_Okuma parçası_
25 Haziran 2018 Pazartesi

Soğan-patates gölgesinde geçen 24 haziran seçimleri!


49 yaşındayım ve hayatın bu kadar pahalı olduğuna, asgari ücretin sınırlarının bu kadar zorlandığına hiç şahit olmadım...
Soğan-patates 5 lira. Mevsiminde domates-salatalık, biber-kabak-patlıcan vesaireyi bile 3-5 liraya yiyiyoruz; pardon yiyemiyoruz. Fasülye zaten ateş pahası.
Meyve desen öyle. Çağla badem-erik-kiraz gibi meyveleri bile mevsiminde 5-10 liradan aşağı yiyemiyoruz, YİYEMİYORUZ!
En çok sevdiğim incir ve kayısıyı yiyebilecek miyim acaba bu yıl?
Tüp gaz 100 lira.
Şeker 5 lira, çay 30 lira; kilosu!
Kalitesiz ayçiçek yağının kilosu bile 7 lira.
Küçük bir şehir sayılabilecek olan Denizli'de bile en düşük kiralar 800-1000 liradan başlıyor.
Asgari ücret ne kadar demiştiniz?
Elektrik, su, telefon, internet gibi giderleri eklemedik daha...
Müzik, kitap, sinema, diğer sosyal ve sanatsal etkinlikler neyimize değil mi? Ben şehrime gelen konserleri kaçırmazdım; şimdi CD'den dinlemek daha keyifli diye kendimi kandırıyorum.

_Yönerge A_
Hayat pahalılığı yazısına göre Denizli'de en düşük kiralar kaç liradan başlıyor?
_Yönerge B_
Hayat pahalılığı yazısında "Soğan-patates 5 lira." sözlerinden "800-1000 liradan başlıyor." sözlerine kadar olan bölümü hiç değiştirmeden kopyalayın.
_Yönerge C_
Hayat pahalılığı yazısını son cümlesinden sonra sürdürün.

[Nokta etiketleme veri kümesi kayıtları]
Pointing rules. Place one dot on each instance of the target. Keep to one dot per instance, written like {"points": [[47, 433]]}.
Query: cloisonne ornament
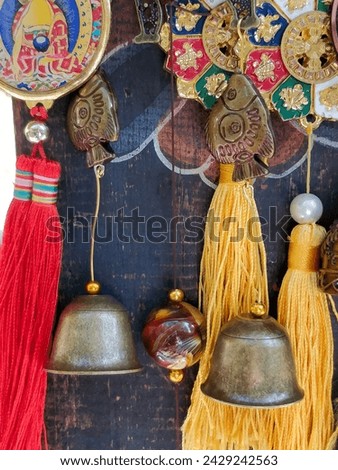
{"points": [[289, 55]]}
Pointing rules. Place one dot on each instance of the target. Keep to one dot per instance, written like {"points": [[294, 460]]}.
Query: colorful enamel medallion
{"points": [[50, 47], [289, 56]]}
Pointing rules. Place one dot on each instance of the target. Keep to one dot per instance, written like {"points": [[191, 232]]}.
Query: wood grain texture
{"points": [[137, 411]]}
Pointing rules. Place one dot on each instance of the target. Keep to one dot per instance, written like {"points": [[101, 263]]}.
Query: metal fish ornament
{"points": [[239, 129], [92, 120]]}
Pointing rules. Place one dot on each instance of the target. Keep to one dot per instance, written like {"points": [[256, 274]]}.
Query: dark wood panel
{"points": [[138, 411]]}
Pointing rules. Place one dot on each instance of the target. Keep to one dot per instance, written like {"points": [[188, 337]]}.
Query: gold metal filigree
{"points": [[307, 48], [264, 68], [215, 84], [189, 57], [329, 97], [185, 18], [266, 30], [294, 98], [297, 4], [185, 90], [220, 36]]}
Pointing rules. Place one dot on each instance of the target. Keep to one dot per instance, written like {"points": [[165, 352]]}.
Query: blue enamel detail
{"points": [[266, 9], [71, 12]]}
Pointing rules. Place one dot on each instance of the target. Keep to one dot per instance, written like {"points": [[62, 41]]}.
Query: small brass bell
{"points": [[328, 274], [93, 337], [252, 364]]}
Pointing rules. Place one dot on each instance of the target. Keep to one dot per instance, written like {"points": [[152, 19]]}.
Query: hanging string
{"points": [[174, 203], [309, 131], [174, 208], [99, 173]]}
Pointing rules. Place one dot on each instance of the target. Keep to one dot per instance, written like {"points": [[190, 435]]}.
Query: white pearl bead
{"points": [[36, 132], [306, 208]]}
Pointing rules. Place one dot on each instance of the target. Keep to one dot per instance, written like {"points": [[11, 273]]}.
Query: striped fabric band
{"points": [[45, 189], [23, 185]]}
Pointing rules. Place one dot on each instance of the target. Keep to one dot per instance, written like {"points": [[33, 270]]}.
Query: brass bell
{"points": [[93, 337], [328, 274], [252, 364]]}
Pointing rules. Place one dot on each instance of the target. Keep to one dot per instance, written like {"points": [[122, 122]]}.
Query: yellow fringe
{"points": [[233, 276], [304, 311]]}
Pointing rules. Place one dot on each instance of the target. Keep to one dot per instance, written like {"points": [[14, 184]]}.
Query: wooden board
{"points": [[138, 411]]}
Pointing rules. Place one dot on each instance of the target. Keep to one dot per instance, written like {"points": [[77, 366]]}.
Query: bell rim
{"points": [[260, 406], [93, 372]]}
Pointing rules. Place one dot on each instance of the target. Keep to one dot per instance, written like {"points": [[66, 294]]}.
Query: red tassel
{"points": [[27, 307]]}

_Alıştırma sonucu A_
800-1000 liradan başlıyor.

_Alıştırma sonucu B_
Soğan-patates 5 lira. Mevsiminde domates-salatalık, biber-kabak-patlıcan vesaireyi bile 3-5 liraya yiyiyoruz; pardon yiyemiyoruz. Fasülye zaten ateş pahası.
Meyve desen öyle. Çağla badem-erik-kiraz gibi meyveleri bile mevsiminde 5-10 liradan aşağı yiyemiyoruz, YİYEMİYORUZ!
En çok sevdiğim incir ve kayısıyı yiyebilecek miyim acaba bu yıl?
Tüp gaz 100 lira.
Şeker 5 lira, çay 30 lira; kilosu!
Kalitesiz ayçiçek yağının kilosu bile 7 lira.
Küçük bir şehir sayılabilecek olan Denizli'de bile en düşük kiralar 800-1000 liradan başlıyor.

_Alıştırma sonucu C_
Nasıl olsa belediyeler de kafasına göre erkek sanatçıalrı getiriyorlar; izlersen izle, izlemezsen bana ne der gibi...
Dolar 5 lira olmamış mıydı; 4.60 olması geçicidir; merak etmeyin yükselir...
Daha hangi birini sayayım...
Pardon İstanbul'a köprüler yapıldı, şehrimize de üst geçit falan...
Peki özgürlük ne oldu?
Politka yapmayacağım, anlamam çünkü yapıma ters düştüğü için.
24 Haziran seçimleri ne için yapılmıştı pardon; bilmiyorum ki?
Çünkü ne değişmişti ki, değişecekti ki..?
Herkes, her şey aynı değil miydi?
Ben seçimlerden önceki bir yazımda değişen bir şey olmayacağını, çıkan sonuçların da zerre kadar umrumda olmadığını söylemiş, hatta yazımın başlığını da herkes hakettiğini yaşar demiştim.
Ben bir başıma bir insanım; aç kalsam ne olur, ölsem ne olur...
Üzüldüğümün de insanların gelecekleriyle ilgili aldığı kararlar olduğunu söylemiştim.
Herkes memnunsa ne dieybilirim ki...
Geçmiş olsun!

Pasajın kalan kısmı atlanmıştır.